--- AUFGABE ---
Entnimm dem Textauszug zum Terminus „Entität“ die Stelle zwischen „Im Alltag wird“ und „intuitiv nicht verständlich.“, beide eingeschlossen, und gib sie wortgetreu wieder.

Auswertungen und Schlussfolgerungen zur Verwendung des Terminus

Häufigkeiten:

Wort

DWDS

HWPh

MLPh

EPh

Entität

0,3

3,5

19,6

11,6

Im Alltag wird der Terminus „Entität“ sehr selten und wie die Kollokationen zeigen, die ebenfalls mit sehr geringer Frequenz auftreten, vor allem im politischen Sinne verwendet. Er ist aus sprachlicher Sicht intuitiv nicht verständlich.

Obwohl er in der philosophischen Literatur teilweise recht häufig verwendet wird, findet man nur in einem der drei Lexika eine explizite Erklärung des Terminus: „Als Entität bezeichnet man ein einzelnes, individuell seiendes unteilbares (substantielles) Etwas und zugleich sein Wesen“ (Prechtl und Burkard 2008, S. 138). In der Scholastik wurde dieser Begriff als Kunstwort geprägt und damit der „Aspekt des existentiellen und wirklichen Daseins einer Sache akzentuiert.“ (Prechtl und Burkard 2008, S. 138) In der analytischen Philosophie, insbesondere in der formalen Logik und der logischen Semantik ist der Terminus eine „allgemeine Bezeichnung für ein sprachliches bzw. gedankliches Objekt oder für ein außersprachliches Bezugsobjekt … die gemeinsame Bezeichnung für Eigenschaften, Propositionen, Klassen, Gegenstände …, ohne Berücksichtigung der Unterscheidung von abstrakten und konkreten Entitäten.“ (Prechtl und Burkard 2008, S. 138)

--- MATERIAL ---

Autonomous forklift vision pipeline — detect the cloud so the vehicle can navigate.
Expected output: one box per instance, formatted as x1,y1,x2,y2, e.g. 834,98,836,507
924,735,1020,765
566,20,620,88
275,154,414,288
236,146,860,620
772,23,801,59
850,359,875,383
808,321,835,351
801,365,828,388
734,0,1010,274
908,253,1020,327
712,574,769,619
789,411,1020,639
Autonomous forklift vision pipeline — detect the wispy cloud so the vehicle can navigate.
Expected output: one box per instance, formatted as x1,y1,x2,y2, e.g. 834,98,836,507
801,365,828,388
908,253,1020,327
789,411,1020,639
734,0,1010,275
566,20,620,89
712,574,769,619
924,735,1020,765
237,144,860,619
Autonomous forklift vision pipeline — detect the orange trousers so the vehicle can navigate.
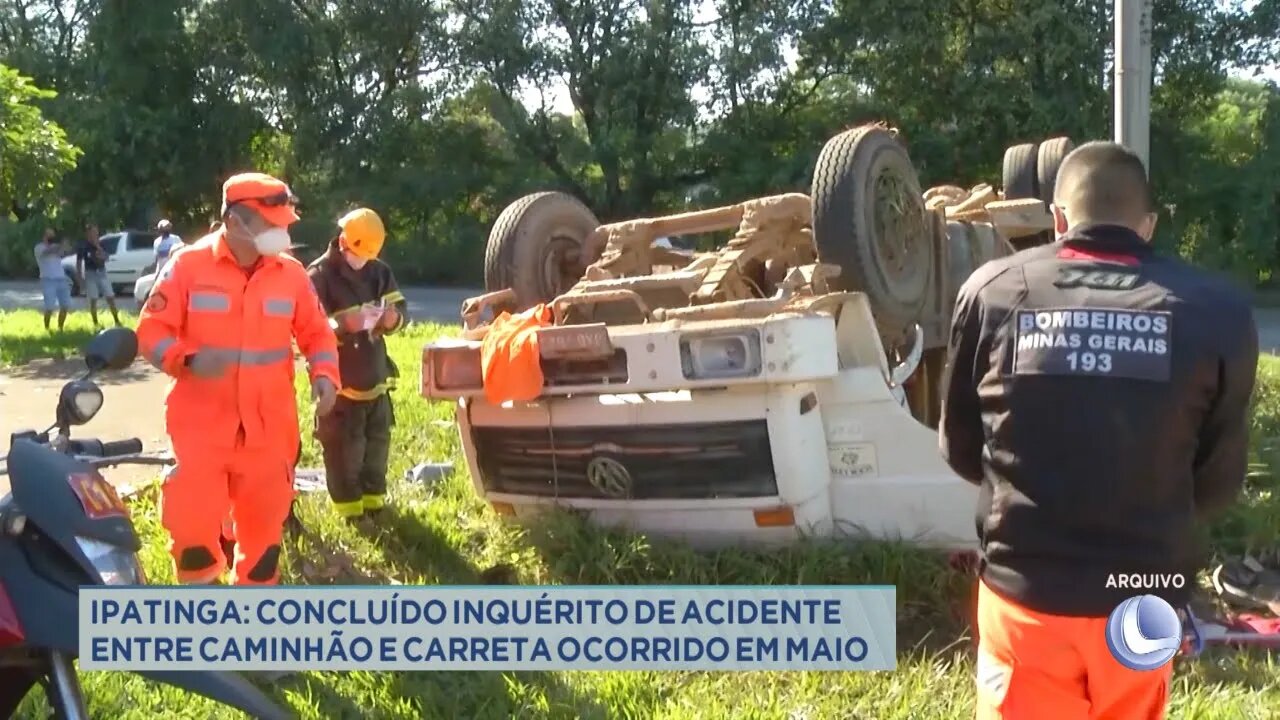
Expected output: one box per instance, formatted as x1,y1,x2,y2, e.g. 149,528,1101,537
977,582,1174,720
160,427,293,585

--- ERGEBNIS ---
Im Alltag wird der Terminus „Entität“ sehr selten und wie die Kollokationen zeigen, die ebenfalls mit sehr geringer Frequenz auftreten, vor allem im politischen Sinne verwendet. Er ist aus sprachlicher Sicht intuitiv nicht verständlich.